Requests:
(1) Answer these questions from the press release on early education and childcare funding:
(a) According to WBG's earlier calculation, how much additional funding would be needed by 2025/26 to cover the true cost of all funded hours?
(b) In which country has the pipeline of qualified teachers slowed expansion plans?
(c) How large is Canada's investment plan?
(2) Extend the press release on early education and childcare funding, starting after its final sentence.

Excerpted text:
════════
WBG says UK Government lags behind OECD peers’ ambitions for early education and childcare
Date Posted: Thursday 14th September 2023
The Women’s Budget Group (WBG), the UK’s leading feminist economics think tank, has today published a new report highlighting OECD peers including Canada and Portugal that have introduced significant investment and reforms to early education and childcare (EEC), recognising its importance as vital social infrastructure needed to boost their economies and tackle inequalities.
- In July, the UK Government announced new funding rates for the ‘free’ (subsidised) hours it offers parents of eligible children, which early years settings will receive from September. These rates still fall short of the estimated cost of delivery for providers.
- WBG has previously calculated that for funding to cover the true cost of provision of all funded hours in the Government plans by 2025/26 an additional £5.2bn would need to be allocated (£9.4bn in total).
- Years of underfunding of the EEC sector have led to a sustainability crisis resulting in a shortage of available places, a recruitment and retention crisis, unaffordable provision for parents, and widening inequalities between children from different socioeconomic background – jeopardising the Government’s planned expansion of additional ‘free’ hours for parents.
Dr Sara Reis, Head of Policy and Research and Deputy Director at WBG said,
“Since the Chancellor’s welcome announcement in the Spring Budget that recognised the potential of the early education and childcare sector to boost our economy, we have been warning the Government that their inadequate funding rates, particularly for 3- and 4-year- olds, undermine their laudable ambitions.”
“The UK Government aren’t the only ones to see the challenges facing the sector resulting from global economic pressures as well as domestic ones, but they do risk lagging behind our global peers when it comes to seizing the opportunities at hand without the scale of funding and reforms needed and grasped by countries like Denmark, Canada and Portugal.”
“Scaling up provision however, takes work and close engagement with the sector. We have seen that ambitious targets without sufficient infrastructure and workforce planning can lead to slower progress than promised, such as in New Zealand where the pipeline of qualified teachers has slowed down their expansion plans, and Portugal with the potential for higher demand from parents than places available by 2024, when the Government plans to achieve full coverage.”
“We are calling for a rescue and reform plan for the UK early education and childcare sector. The Chancellor must look at the books again this autumn, take heed of Canada’s C$30 billion investment plan and increase funding for the planned expansion to at least £9.4bn by 2025/26.”
“International lessons also show that the Government must work closely with the early years sector and unions and urgently develop a workforce plan to recruit and retain the professionals needed to meet demand.”
════════
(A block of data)
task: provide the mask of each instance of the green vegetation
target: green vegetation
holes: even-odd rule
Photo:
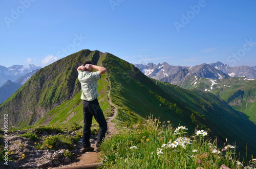
[[[192,135],[185,126],[175,129],[159,119],[147,120],[123,128],[119,134],[105,140],[102,168],[243,168],[251,162],[239,161],[236,145],[224,143],[218,147],[207,132],[197,131]],[[253,160],[254,161],[253,161]]]
[[[111,99],[118,108],[115,120],[121,122],[123,127],[130,128],[151,114],[159,116],[163,122],[172,121],[174,127],[186,126],[190,135],[195,129],[207,131],[210,137],[218,138],[220,144],[227,138],[227,143],[233,144],[236,142],[239,145],[237,150],[241,155],[245,155],[247,150],[248,154],[255,155],[256,135],[253,133],[256,126],[248,120],[248,116],[241,114],[223,100],[229,98],[232,103],[234,100],[231,99],[236,97],[232,96],[231,92],[224,94],[221,89],[219,92],[209,79],[204,80],[210,83],[192,84],[194,88],[198,87],[191,89],[161,82],[148,78],[129,63],[97,51],[82,50],[41,69],[0,105],[0,114],[8,114],[8,122],[16,128],[35,128],[48,124],[67,128],[72,126],[69,129],[72,131],[74,130],[73,127],[82,126],[82,101],[80,99],[81,87],[76,68],[87,59],[108,70],[108,74],[104,74],[98,83],[98,100],[106,117],[113,113],[113,107],[109,103]],[[243,93],[246,100],[250,99],[246,99],[247,96],[250,98],[255,93],[254,90],[247,93],[246,90],[243,93],[244,89],[238,88],[240,84],[236,85],[234,87],[238,89],[236,95]],[[208,86],[208,90],[211,87],[216,88],[215,94],[205,91],[205,86]],[[239,90],[241,91],[238,92]],[[249,110],[253,103],[246,103],[247,106],[243,103],[242,106],[247,106]],[[97,123],[93,123],[92,131],[97,132]],[[40,140],[39,148],[49,149],[48,146],[51,146],[54,148],[57,140],[66,141],[65,136],[58,137],[49,133],[53,135],[52,138]],[[70,143],[73,139],[75,138],[68,141],[67,138],[66,142]]]
[[[38,136],[37,136],[37,134],[34,133],[32,132],[26,132],[24,134],[20,134],[19,136],[28,138],[32,140],[35,140],[38,139]]]
[[[194,78],[189,79],[195,82],[192,85],[186,82],[183,83],[186,85],[182,87],[207,90],[216,94],[233,109],[246,114],[249,119],[256,125],[256,80],[245,77],[222,79],[209,79],[195,76]]]

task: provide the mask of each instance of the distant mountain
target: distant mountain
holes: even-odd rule
[[[25,66],[14,65],[8,68],[0,65],[0,86],[3,85],[1,88],[8,90],[1,93],[0,103],[10,96],[17,90],[17,86],[23,85],[41,67],[32,64]],[[10,81],[14,82],[11,83]]]
[[[30,71],[25,75],[18,77],[18,79],[17,79],[15,82],[23,85],[33,76],[33,75],[35,74],[38,70],[39,69],[36,69]]]
[[[6,99],[14,93],[22,85],[19,83],[12,82],[10,80],[0,87],[0,104],[4,102]]]
[[[210,64],[212,67],[228,74],[231,77],[246,77],[249,79],[256,79],[256,70],[253,67],[240,66],[231,67],[227,64],[217,62]]]
[[[35,69],[41,68],[40,66],[30,64],[26,65],[14,65],[9,67],[0,65],[0,86],[8,80],[14,82],[19,77]]]
[[[186,126],[190,133],[196,128],[207,130],[222,143],[228,138],[228,142],[236,142],[237,150],[243,154],[247,143],[249,155],[255,156],[256,135],[252,133],[256,126],[223,100],[210,92],[184,89],[148,78],[127,62],[98,51],[82,50],[40,69],[0,105],[0,115],[8,113],[9,124],[15,127],[82,124],[81,86],[76,69],[85,60],[108,69],[98,83],[98,100],[104,113],[113,111],[108,102],[111,100],[117,108],[117,122],[131,126],[133,122],[153,115],[160,117],[163,123],[170,120],[174,127]],[[195,69],[202,69],[204,75],[218,75],[214,67],[209,69],[216,73],[203,69],[208,66],[203,65]],[[184,75],[192,68],[186,68],[182,69]],[[182,72],[180,76],[183,76]]]
[[[147,77],[175,85],[186,81],[190,76],[211,79],[229,77],[223,71],[205,63],[190,67],[172,66],[166,62],[157,65],[150,63],[147,65],[135,64],[135,66]]]

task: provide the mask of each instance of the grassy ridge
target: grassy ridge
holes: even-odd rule
[[[98,99],[105,114],[111,113],[110,81],[111,100],[118,108],[117,122],[131,127],[151,114],[163,121],[171,121],[174,127],[186,126],[190,134],[197,128],[209,131],[210,136],[217,136],[222,142],[227,137],[230,144],[236,142],[243,154],[246,143],[249,154],[256,152],[256,136],[252,134],[255,126],[216,95],[148,78],[132,64],[97,51],[81,51],[38,71],[0,106],[0,112],[8,112],[10,122],[20,127],[33,123],[36,126],[82,124],[76,68],[87,59],[108,69],[109,74],[98,81]],[[58,68],[59,65],[62,65],[61,69]],[[54,76],[51,71],[55,72]]]
[[[239,161],[234,145],[218,147],[205,131],[189,135],[185,126],[175,129],[151,117],[103,142],[102,168],[249,168],[249,160],[256,163],[253,157]]]
[[[151,79],[111,54],[103,62],[110,71],[111,95],[118,108],[118,119],[127,126],[152,114],[170,120],[175,127],[186,126],[190,133],[198,127],[210,131],[210,135],[218,136],[222,142],[228,138],[230,143],[239,145],[243,154],[246,143],[249,153],[256,152],[256,136],[252,134],[256,126],[216,95]]]
[[[41,68],[0,105],[1,114],[8,114],[10,125],[15,127],[32,125],[79,92],[81,87],[76,70],[78,66],[86,60],[97,64],[99,59],[103,59],[106,55],[98,51],[82,50]],[[80,102],[73,101],[75,105]],[[73,108],[71,105],[69,106]],[[65,113],[68,112],[68,108]]]
[[[194,83],[192,85],[185,83],[186,86],[184,87],[207,90],[216,94],[234,109],[248,115],[256,125],[255,80],[245,77],[209,79],[195,76],[190,80]]]

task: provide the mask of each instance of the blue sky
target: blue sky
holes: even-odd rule
[[[256,65],[255,0],[0,0],[0,65],[83,49],[131,63]]]

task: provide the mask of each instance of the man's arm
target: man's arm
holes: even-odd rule
[[[83,65],[82,65],[82,66],[79,66],[78,67],[77,67],[77,71],[79,71],[79,70],[84,70],[86,68],[84,67],[84,66]]]
[[[93,69],[94,68],[95,68],[95,69],[99,71],[99,76],[101,76],[103,74],[106,73],[107,71],[106,68],[105,68],[105,67],[90,64],[87,64],[84,66],[84,67],[85,68],[87,68],[89,70]]]

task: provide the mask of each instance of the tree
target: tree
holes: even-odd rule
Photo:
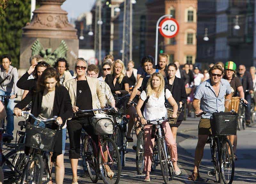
════════
Responses to the tasks:
(1)
(a) An additional £5.2bn, or £9.4bn in total.
(b) New Zealand.
(c) C$30 billion.

(2)
“In the longer term, the Government should follow Denmark’s lead and move to a supply side model, in order to make good on their promises to support parents with the eye-watering costs of childcare in the UK, ensure access to quality provision at the vital stage of children’s lives, boost the economy and build a truly world-class early years system.”
Key international EEC features reviewed by the WBG include:
- Denmark: Supply side funding: The Danish government funds the actual costs of delivering EEC directly to providers, allowing them to set and enforce national standards and keeping costs down for parents, while preserving the financial sustainability of the sector.
- Canada: Significant increase in national government funding. Canada introduced a C$30 billion programme in 2021, resulting in a sevenfold increase in federal investment in EEC from C$1.3bn in 2020/21 to C$9.2bn in 2025/26. It has modelled its national model on Quebec’s, which has increased women’s labour market participation and reduced poverty among single mothers.
- France: Universal progressive subsidy. France provides a universal progressive EEC subsidy to all families with children under the age of three. This subsidy is income based and its amount varies depending on the family’s income level. This keeps the system affordable for all while targeting support to the most disadvantaged children. France invests 1.3% GDP in its EEC system, higher than the OECD average 0.8% and the UK’s 0.5%.
- New Zealand: Quality based conditional funding. New Zealand has prioritised driving quality up through conditional state funding. Its funding model is based on “quality funding bands” that reward providers with qualified teachers, encouraging better quality of care and education.
- Portugal: Universal free access rollout. Portugal is currently expanding free childcare to all children, prioritising low-income families. The government aims to achieve full coverage of free universal EEC by 2024.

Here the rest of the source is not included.